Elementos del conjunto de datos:
· · · ·

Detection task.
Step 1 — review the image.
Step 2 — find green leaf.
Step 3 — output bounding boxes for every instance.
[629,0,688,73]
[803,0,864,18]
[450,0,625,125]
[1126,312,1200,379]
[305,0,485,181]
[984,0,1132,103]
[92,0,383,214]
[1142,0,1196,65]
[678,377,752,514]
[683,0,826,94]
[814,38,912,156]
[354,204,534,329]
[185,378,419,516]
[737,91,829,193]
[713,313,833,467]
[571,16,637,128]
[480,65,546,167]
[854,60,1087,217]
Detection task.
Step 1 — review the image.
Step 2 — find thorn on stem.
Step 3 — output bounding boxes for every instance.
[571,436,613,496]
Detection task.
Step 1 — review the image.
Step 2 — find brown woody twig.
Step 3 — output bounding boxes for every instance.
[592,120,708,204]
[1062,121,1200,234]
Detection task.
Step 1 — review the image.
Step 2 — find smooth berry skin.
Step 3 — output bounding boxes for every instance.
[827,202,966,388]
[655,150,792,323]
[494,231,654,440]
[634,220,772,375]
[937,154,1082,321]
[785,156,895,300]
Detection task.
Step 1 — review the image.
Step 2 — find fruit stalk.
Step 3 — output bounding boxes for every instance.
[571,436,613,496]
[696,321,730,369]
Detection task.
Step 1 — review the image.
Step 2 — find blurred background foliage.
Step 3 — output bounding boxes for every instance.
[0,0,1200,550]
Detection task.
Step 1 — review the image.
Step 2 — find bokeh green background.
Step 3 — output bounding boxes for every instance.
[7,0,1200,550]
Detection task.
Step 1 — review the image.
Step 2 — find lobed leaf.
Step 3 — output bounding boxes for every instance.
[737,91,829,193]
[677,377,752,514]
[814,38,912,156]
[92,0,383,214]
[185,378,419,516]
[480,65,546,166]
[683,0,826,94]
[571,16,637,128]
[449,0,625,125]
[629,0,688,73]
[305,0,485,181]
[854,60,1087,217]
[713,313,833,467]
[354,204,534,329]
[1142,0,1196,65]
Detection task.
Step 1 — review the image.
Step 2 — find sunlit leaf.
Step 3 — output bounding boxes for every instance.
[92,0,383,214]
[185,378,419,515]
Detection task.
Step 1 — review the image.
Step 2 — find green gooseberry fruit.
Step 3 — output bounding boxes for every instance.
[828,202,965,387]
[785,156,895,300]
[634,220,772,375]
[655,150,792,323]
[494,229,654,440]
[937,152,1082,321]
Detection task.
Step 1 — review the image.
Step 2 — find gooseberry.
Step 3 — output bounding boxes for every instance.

· · · ·

Por favor, selecciona del listado anterior todas las líneas que contengan la palabra "fruit" y cópialas sin cambios.

Step 2 — find fruit stalk.
Step 2 — find green gooseberry fruit.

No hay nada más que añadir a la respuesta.